- [TO DO]
The expected output is the complete data, reproduced exactly.

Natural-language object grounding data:
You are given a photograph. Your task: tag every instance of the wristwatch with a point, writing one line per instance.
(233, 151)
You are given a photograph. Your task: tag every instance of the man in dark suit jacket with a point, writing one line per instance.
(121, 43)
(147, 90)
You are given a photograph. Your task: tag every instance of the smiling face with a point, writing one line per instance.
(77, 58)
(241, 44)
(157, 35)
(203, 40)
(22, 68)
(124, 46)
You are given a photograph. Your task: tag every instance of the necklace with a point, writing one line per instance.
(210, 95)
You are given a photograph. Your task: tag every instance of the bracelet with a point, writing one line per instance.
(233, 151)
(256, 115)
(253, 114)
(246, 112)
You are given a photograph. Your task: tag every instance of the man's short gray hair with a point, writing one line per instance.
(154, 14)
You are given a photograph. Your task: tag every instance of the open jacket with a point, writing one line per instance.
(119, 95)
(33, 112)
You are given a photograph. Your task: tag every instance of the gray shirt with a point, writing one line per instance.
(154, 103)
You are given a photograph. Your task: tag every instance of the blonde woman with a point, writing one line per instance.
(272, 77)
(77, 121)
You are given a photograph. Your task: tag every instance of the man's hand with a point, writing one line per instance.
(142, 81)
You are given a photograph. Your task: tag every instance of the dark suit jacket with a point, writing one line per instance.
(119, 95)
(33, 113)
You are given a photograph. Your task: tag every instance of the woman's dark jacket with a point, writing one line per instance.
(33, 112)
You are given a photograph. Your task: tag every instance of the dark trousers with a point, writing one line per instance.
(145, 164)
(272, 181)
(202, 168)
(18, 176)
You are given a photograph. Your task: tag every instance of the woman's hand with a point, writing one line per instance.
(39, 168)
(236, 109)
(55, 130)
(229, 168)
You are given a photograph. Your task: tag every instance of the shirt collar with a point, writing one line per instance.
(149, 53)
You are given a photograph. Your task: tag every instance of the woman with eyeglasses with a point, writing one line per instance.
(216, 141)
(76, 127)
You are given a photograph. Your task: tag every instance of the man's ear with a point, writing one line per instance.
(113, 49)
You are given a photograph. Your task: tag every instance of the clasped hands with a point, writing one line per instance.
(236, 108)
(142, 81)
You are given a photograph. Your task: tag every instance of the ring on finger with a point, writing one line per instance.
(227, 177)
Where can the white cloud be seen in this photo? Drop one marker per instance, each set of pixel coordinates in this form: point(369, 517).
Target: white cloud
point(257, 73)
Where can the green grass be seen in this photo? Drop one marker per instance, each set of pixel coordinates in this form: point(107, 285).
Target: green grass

- [RESPONSE]
You are given a photograph. Your task: tag every instance of the wristwatch with a point, writing one line per instance.
(233, 151)
You are given a photograph. Your task: tag every instance of the man in dark suit jacket with a point, writing one line per instance.
(121, 43)
(147, 90)
You are given a photograph. Your task: tag every instance of the smiling face with a point, writing one line per instance.
(77, 58)
(241, 44)
(157, 35)
(203, 40)
(22, 68)
(124, 46)
You are given a photograph. Your task: tag every instance of the necklace with a point, writing one line per instance.
(210, 95)
You are given a photograph. Your task: tag every instance of the bracelet with a point, writing one line per instance.
(233, 151)
(256, 115)
(253, 114)
(246, 112)
You are given a photograph. Your task: tag every instance of the man's short gray hair with a point, writing one line per instance.
(154, 14)
You are given a photograph. Your task: tag every instance of the open jacket with a point, writing one line per instance.
(119, 95)
(33, 112)
You are given a photograph. Your task: tag every instance of the gray shirt with a point, writing one line per instance.
(154, 103)
You are given a photograph. Your task: tag every instance of the blonde woman with a point, writing one line per instance.
(272, 77)
(77, 121)
You are given a photograph. Your task: tag every instance of the man's hand with a point, writing one line per instance.
(142, 81)
You are given a photograph. Your task: tag every instance of the dark suit jacket with a point, writing one line per instance.
(119, 95)
(33, 113)
You are given a photograph. Your task: tag every instance of the woman's dark jacket with a point, writing one line per instance.
(33, 112)
You are given a photograph. Your task: tag every instance of the dark trousers with a point, writing one line per instance.
(145, 164)
(272, 181)
(202, 168)
(18, 176)
You are given a photograph. Your task: tag every instance of the woman's hand with a point, writing one line per instance.
(39, 168)
(236, 109)
(55, 130)
(229, 168)
You are given a photograph. Your task: tag every instance of the shirt collar with a point, writing one line per instance.
(149, 53)
You are given a photograph. Your task: tag every instance of the woman with eyeglasses with a point, writing one line per instance.
(216, 141)
(76, 127)
You are given a photograph. Your task: tag every instance of the man's ear with a point, writing one line per instance.
(113, 49)
You are given a photograph. Your task: tag every instance of the clasped hands with a point, writing one line per instance.
(236, 108)
(142, 81)
You are given a photograph. Your task: tag every instance of the ring on finger with a point, writing one line per instance.
(227, 177)
Where can the white cloud be seen in this photo? Drop one marker per instance, each set of pixel coordinates in this form: point(369, 517).
Target: white cloud
point(257, 73)
Where can the green grass be seen in this photo? Drop one marker per instance, each set of pixel coordinates in this form: point(107, 285).
Target: green grass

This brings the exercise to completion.